───── Excerpt ─────

This is a suit by H. A. & D. W. Kuhn & Co. to recover damages from Pickands, Mather & Co. for the breach of a contract entered into March 30, 1920, by which the latter company agreed to purchase from the former 180,-000 tons of coal, to be delivered during the year beginning April 1, 1920, and ending March 31, 1921, in equal monthly installments of 15,000 tons, the contract price to be $4.25 a ton f. o. b. ears at the seller’s mine, -subject to advances to meet increased production cost. The breach was alleged to have resulted from the refusal of defendant to accept the stipulated monthly deliveries fpr December, 1920, and January, February, and March, 1921.
Upon the hypothesis that it was acting as agent for the United Alloy Steel Corporation and the United Furnace Company in making the contract, defendant set up as a defense the existence of a general custom in the locality of plaintiff’s mine, which it alleged relieved it of liability for refusing to take the coal. It also asserted a counterclaim, alleging that plaintiff failed for the first seven months to furnish the tonnage required by the contract. The trial court held that defendant was acting for itself in entering into the contract, and also ruled that the custom relied on was not a valid defense to plaintiff’s claim. There was a judgment in damages for plaintiff. The errors assigned and argued, except those relating to the questions pertaining to a priority order of the Interstate Commerce Commission and the measure of plaintiff’s damages as set forth in the charge, relate primarily to the trial court’s construction of the contract.
*705On the basic production of 1,100 tons of coal or more a day defendant was entitled under the contract to 15,000 tons a month, or, as both parties seemed to agree, 600 tons a day. This latter quantity is ascertained by dividing the number of days constituting a working month — i. e., 25 — into the agreed monthly tonnage. Defendant contends, however, that plaintiff had no right to apply any part of its production to spot sales until it had first supplied defendant’s quota of 600 tons for the day. It is on this construction that its counterclaim was based. The provision upon which it relies and about which the controversy hinges is:
“Our said Wilson mine is eqnipped now to produce fifteen hundred (1,500) tons of coal a day; it has a car rating of thirteen hundred fifty (1,350) tons a day. Shipments will be made, under this contract, based on production of eleven hundred (1,100) tons run of mine coal per day. Should there be a shortage of labor, shortage of cars, strikes, or accidents of any kind, over which we have no control, during the life of this contract, reduced shipments may be proportioned by the seller on the basis of actual production as compared to eleven hundred (1,100) tons per day.”

───── Supplied information ─────

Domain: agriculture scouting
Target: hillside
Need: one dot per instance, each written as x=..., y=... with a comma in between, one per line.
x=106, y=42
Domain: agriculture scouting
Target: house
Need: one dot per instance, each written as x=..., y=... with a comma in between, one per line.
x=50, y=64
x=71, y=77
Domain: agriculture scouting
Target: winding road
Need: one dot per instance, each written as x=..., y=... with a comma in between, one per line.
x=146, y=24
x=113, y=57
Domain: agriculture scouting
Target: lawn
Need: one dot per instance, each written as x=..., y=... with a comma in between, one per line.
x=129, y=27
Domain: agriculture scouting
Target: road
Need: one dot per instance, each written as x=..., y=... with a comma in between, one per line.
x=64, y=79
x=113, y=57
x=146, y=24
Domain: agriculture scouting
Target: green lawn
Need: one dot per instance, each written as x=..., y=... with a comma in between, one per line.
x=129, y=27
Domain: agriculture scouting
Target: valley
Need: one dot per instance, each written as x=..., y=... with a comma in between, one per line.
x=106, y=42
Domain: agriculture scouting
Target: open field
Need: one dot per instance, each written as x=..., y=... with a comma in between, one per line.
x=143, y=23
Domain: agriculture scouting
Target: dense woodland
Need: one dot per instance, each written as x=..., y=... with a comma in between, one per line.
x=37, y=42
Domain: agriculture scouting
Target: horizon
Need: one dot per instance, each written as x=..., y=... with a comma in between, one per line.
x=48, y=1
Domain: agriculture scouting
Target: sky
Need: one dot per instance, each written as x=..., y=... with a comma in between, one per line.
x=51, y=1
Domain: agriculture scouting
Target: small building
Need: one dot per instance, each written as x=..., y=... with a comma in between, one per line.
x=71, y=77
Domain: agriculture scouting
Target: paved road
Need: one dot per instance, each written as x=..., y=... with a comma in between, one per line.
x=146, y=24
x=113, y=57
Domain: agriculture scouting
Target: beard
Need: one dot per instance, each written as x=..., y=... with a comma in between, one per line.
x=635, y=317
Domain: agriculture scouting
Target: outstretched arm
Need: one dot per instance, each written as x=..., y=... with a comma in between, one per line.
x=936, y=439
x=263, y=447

─────

• What this exercise asks:
**1)** Reproduce word for word the stretch of the coal contract opinion from "This is a suit" through "and March, 1921.".
**2)** Identify each row that contains the string "road", treating uppercase and lowercase as different, and copy those rows out.

• The solutions:
**1)**
This is a suit by H. A. & D. W. Kuhn & Co. to recover damages from Pickands, Mather & Co. for the breach of a contract entered into March 30, 1920, by which the latter company agreed to purchase from the former 180,-000 tons of coal, to be delivered during the year beginning April 1, 1920, and ending March 31, 1921, in equal monthly installments of 15,000 tons, the contract price to be $4.25 a ton f. o. b. ears at the seller’s mine, -subject to advances to meet increased production cost. The breach was alleged to have resulted from the refusal of defendant to accept the stipulated monthly deliveries fpr December, 1920, and January, February, and March, 1921.

**2)**
Target: winding road
Target: road
Target: paved road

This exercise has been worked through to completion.